▶ **Document segment**
Programming from ^ to $

Download this week’s example code here.

Regular Expressions: A Rationale

The regular expression is a kind of a programming language—but a programming language with a specific purpose: to describe strings.

The tools we’ve used so far in class let us ask coarse-grained questions about strings, such as “does this string contain the letter ‘a’?” and “does this string have nine or more characters?”

Regular expressions will let us ask questions like, “Does this string begin with the letter ‘a’, have at least seven characters (but no more than ten), followed by a semicolon? Oh yeah, give me whatever text came after the semicolon.”

Crafting with egrep: patternmaking and matchmaking

The most basic operation that regular expressions perform is matching strings: you’re asking the computer whether a particular string matches some description. The grep utility has a very unsophisticated way of performing this operation. The following command, for example:

  grep you <poem.txt

… will return only those lines in poem.txt that contain the literal string you. In fact, that’s the only operation grep lets us perform: “Does the current line contain this literal string?”

But what if we want to ask the computer for lines matching a more complex description? UNIX has the tool for you! There’s a command called egrep which works just like grep, except that it prints lines that match a regular expression, not just a literal string. For example:

  egrep 'yo.' <poem.txt

… will print lines in poem.txt that contain the letters yo followed by any other character–not just lines containing “you” but also lines containing “yon,” “york,” “yolanda,” and so forth. The regular expression that we pass to egrep is called a pattern. (Make sure to put your pattern inside single quotes—otherwise, the UNIX shell might misinterpret or mangle the pattern.)

Metacharacters

The period (.) in the above example is a metacharacter—a character that, when inside a regular expression, means something other than its literal value. The metacharacters in regular expressions fall (broadly) into four categories. We’ll be discussing each category, but we’ll start out with the most important one: character classes.

.    match any character
\w   match any alphanumeric ("word") character (lowercase and capital letters, 0 through 9, underscore)
\W   match any non-alphanumeric character (the inverse of \w)
\s   match any whitespace character (i.e., space and tab)
\S   match any non-whitespace character (the inverse of \s)
\d   match any digit (0 through 9)

(nb. \s, \S and \d work in Java, but not in egrep; see below)

▶ **Given problem**
Can you carry on writing the regular expressions tutorial from the point where it ends?

(Dataset rows on where objects appear)
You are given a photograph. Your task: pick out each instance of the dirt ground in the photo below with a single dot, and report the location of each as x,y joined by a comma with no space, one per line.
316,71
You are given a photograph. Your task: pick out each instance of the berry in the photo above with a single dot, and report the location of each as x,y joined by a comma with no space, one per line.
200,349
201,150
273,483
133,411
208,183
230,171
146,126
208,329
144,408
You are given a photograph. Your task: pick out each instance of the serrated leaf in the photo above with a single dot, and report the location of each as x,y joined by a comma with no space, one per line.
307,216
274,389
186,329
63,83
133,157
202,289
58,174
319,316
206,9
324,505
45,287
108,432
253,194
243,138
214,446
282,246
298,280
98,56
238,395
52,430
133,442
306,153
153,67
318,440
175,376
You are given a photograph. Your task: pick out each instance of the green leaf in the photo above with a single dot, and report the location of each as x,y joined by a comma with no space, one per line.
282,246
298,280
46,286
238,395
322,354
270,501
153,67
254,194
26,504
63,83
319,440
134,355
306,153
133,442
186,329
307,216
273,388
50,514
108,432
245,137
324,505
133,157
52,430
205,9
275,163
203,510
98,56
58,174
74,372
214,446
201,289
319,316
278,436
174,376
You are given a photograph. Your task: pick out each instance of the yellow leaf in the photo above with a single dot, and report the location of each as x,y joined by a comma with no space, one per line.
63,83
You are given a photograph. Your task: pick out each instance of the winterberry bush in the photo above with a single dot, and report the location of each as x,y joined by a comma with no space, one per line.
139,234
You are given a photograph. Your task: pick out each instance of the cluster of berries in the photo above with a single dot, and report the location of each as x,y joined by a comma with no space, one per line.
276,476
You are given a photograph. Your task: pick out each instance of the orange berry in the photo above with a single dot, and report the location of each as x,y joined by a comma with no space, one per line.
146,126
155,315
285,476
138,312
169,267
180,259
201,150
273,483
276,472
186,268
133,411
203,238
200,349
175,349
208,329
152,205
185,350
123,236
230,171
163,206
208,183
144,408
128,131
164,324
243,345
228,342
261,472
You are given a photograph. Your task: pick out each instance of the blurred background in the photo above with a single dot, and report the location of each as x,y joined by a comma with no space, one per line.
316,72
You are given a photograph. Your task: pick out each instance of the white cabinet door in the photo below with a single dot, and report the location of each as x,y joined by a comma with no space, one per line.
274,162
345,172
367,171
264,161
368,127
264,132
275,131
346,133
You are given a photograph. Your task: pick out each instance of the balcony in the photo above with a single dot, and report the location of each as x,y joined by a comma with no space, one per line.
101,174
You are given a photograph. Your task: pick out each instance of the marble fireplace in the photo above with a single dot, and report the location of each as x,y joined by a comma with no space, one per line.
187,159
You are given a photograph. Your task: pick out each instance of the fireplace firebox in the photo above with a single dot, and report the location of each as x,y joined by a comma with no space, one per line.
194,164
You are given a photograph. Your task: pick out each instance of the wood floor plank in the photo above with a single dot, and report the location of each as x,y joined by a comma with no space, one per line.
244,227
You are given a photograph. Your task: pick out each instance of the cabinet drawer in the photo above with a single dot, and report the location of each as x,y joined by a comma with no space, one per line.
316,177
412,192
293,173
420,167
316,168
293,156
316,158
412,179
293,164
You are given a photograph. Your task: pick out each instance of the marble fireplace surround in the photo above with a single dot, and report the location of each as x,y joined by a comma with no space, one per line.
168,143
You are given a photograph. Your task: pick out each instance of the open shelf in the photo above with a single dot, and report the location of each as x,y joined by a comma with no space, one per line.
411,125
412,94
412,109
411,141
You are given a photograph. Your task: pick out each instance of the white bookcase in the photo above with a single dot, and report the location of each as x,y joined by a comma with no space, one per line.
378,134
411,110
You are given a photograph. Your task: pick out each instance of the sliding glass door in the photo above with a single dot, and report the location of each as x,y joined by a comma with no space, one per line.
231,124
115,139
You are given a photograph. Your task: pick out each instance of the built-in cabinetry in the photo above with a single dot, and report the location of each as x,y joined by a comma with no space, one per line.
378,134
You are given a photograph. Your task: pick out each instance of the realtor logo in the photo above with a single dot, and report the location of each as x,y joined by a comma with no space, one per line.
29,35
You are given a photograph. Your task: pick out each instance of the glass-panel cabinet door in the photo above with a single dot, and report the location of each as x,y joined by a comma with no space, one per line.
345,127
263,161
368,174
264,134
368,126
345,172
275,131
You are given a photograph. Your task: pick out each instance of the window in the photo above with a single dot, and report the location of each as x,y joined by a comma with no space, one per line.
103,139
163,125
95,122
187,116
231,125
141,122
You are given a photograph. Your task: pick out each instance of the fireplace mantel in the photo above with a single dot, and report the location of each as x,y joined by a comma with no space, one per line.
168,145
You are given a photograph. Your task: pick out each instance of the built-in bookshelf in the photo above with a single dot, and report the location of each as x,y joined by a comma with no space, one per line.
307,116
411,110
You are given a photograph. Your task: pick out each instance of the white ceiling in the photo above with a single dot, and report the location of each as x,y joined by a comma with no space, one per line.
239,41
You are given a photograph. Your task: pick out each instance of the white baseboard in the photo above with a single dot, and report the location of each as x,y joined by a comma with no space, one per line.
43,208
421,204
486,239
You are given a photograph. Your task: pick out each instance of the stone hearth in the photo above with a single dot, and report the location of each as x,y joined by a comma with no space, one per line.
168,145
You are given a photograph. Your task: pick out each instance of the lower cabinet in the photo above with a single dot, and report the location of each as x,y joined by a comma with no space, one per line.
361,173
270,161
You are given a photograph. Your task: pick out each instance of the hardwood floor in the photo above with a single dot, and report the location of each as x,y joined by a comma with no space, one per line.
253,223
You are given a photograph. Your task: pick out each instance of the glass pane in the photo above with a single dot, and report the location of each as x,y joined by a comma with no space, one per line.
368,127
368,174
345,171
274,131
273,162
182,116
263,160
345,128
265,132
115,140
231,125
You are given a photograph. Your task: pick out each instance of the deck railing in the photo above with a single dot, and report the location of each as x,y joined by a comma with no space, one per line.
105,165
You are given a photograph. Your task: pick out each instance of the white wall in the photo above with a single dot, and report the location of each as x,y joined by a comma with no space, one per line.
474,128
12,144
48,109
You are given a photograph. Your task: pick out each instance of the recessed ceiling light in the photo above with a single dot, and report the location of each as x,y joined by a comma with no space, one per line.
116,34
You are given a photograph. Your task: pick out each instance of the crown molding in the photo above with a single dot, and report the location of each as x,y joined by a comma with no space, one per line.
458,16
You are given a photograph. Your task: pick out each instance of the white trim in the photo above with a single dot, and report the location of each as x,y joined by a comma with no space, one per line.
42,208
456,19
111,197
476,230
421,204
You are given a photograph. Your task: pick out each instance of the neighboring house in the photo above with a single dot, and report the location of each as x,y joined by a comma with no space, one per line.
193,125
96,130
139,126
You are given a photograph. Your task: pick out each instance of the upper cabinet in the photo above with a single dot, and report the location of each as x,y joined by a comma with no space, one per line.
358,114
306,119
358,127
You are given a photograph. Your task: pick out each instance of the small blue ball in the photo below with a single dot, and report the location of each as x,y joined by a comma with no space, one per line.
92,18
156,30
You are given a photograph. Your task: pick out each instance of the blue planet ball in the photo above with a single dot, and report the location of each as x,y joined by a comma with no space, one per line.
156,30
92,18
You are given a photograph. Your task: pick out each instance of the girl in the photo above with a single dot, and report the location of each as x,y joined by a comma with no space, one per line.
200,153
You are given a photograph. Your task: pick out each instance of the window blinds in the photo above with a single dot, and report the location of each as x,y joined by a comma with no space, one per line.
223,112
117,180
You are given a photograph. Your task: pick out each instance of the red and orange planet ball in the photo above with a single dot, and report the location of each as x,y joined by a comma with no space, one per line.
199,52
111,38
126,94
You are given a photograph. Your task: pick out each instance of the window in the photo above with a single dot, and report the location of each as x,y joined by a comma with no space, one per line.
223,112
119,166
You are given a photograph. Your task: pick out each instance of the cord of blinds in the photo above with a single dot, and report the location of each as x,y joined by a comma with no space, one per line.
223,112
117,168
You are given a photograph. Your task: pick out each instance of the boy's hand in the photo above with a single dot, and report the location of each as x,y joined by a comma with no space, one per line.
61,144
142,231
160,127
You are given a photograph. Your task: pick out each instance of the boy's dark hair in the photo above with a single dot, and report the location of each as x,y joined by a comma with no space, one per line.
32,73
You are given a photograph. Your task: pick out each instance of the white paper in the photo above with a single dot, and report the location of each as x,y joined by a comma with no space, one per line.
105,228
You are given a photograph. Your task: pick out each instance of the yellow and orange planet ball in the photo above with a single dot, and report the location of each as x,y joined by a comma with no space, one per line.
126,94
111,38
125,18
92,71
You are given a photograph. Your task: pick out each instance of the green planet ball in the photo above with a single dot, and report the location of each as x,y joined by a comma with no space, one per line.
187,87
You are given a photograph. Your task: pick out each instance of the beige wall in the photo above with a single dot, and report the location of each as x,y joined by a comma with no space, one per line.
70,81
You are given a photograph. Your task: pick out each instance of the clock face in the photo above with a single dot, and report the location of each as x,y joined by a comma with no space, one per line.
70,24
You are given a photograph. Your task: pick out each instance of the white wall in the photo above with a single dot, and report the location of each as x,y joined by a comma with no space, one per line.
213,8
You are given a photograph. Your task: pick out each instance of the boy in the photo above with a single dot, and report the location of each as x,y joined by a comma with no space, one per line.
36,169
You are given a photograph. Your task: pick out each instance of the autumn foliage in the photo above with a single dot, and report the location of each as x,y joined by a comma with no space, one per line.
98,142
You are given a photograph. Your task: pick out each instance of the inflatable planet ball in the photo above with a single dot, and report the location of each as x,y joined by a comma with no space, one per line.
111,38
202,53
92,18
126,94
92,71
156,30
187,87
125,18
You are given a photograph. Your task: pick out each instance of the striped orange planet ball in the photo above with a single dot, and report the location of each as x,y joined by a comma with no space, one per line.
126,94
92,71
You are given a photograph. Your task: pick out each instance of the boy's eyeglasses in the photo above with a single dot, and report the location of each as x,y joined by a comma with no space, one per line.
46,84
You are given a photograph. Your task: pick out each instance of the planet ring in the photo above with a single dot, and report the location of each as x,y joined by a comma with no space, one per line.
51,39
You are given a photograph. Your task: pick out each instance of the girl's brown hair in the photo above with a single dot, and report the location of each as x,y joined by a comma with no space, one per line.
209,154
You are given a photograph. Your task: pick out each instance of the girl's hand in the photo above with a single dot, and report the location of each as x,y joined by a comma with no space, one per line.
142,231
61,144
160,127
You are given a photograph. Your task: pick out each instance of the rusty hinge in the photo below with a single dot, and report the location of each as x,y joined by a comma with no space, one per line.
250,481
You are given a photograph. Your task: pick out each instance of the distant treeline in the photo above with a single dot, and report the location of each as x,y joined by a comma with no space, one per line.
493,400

▶ **Answer to this task**
You can define your own character classes by enclosing a list of characters, or range of characters, inside square brackets:

[aeiou]   matches any vowel
[02468]   matches any even digit
[a-z]     matches any lower-case letter
[^0-9]    matches any non-digit (the ^ inverts the class, matches anything not in the list)

The next important kind of metacharacters are anchors. These allow you to specify exactly where in the string your pattern should match:

^     match at beginning of string
$     match at end of string
\b    match at word boundary

(Note that ^ in a character class has a different meaning from ^ outside a character class!)

Now we have enough regular expression knowledge to do some fairly sophisticated matching. An example:

  egrep '^T\w\w ' <frost.txt

You can read the pattern above like this: “At the beginning of a line, match an uppercase T followed by two alphanumeric characters, followed by a space.” Run this on the frost.txt text from class, and you’ll get the following output:

The darkest evening of the year.
The only other sound's the sweep
The woods are lovely, dark and deep.

Another example:

  egrep '\b[aeiou]\w\w\w\b' <frost.txt

This pattern reads as “at the beginning of a word, match any vowel followed by three alphanumeric characters, followed by the end of the word”—in other words, match any line that contains four-letter words beginning with a vowel. Output from frost.txt:

The only other sound's the sweep
Of easy wind and downy flake.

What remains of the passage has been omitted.